● Source text:
━━━━━━

IN CONVERSATION WITH
ABOUT SISTERS OF THE WIND
Emma van Meyeren
Sisters, the wind is coming, and it is asking us to attune ourselves to it carefully and rigorously. To attune ourselves to its great powers both to destroy and to create, that is, to its unpredictability and to its magic.
Becoming increasingly alienated from our surroundings we could use a little practice with attunement. And so we turn to Sisters of the Wind, a mixed-media installation by French artist Juliette Lizotte (also known as jujulove). Over the past year our collective awareness has heightened about the limits of human domination, and it is increasingly difficult to feel empowered in the face of continuous human damage to the natural world. Sisters of the Wind is a timely consideration of attunement in the age of control.
From mushroom karaoke to dancing our way into a trance, jujulove created seven video works that operate as references for a communal worldbuilding effort. Her investment in its story and cinematography extended to creating its costumes, music and 3D sets, in collaboration with many befriended artists.*
Hey Juliette, the figure of the witch has a prominent role in your work. How did you encounter the figure?
I think I’ve been interested in the witch ever since I was a child. You know how some people wanted to be a princess? I wanted to be a witch. When I started to shape my personal practice three years ago I was listening to this podcast called Sorcières and I realized the figure is also relevant for adults. Further reading work like Mona Chollet’s Sorcières: la puissance invaincue des femmes I became more aware of her rebellious character and her importance for feminist movements, especially ecofeminist thinking.
Feminist theorist Silvia Federici studied the witch as a dissident of capitalism. In that way she kind of pulled the figure out of the realm of its caricature as a costume or character in children’s stories and put her back into her nonfiction history. How has your relationship with the witch developed since you started working with her?

━━━━━━

● Given data:
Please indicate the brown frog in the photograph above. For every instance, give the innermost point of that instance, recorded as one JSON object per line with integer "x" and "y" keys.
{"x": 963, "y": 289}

━━━━━━

● Set of tasks:
1 – Decide whether each statement agrees with the interview about Sisters of the Wind: (a) jujulove made seven video works, (b) Juliette Lizotte began shaping her personal practice five years ago, (c) as a child she wanted to be a princess. Answer yes or no for each and quote the words from the interview that decide it.
2 – Rewrite the interview about Sisters of the Wind, starting at "Feminist theorist Silvia" and ending at "working with her?", and swap "witch" for "sorceress".

● Solution set:
1 –
(a) Yes: "jujulove created seven video works that operate as references for a communal worldbuilding effort"
(b) No: "When I started to shape my personal practice three years ago"
(c) No: "You know how some people wanted to be a princess? I wanted to be a witch."

2 –
Feminist theorist Silvia Federici studied the sorceress as a dissident of capitalism. In that way she kind of pulled the figure out of the realm of its caricature as a costume or character in children’s stories and put her back into her nonfiction history. How has your relationship with the sorceress developed since you started working with her?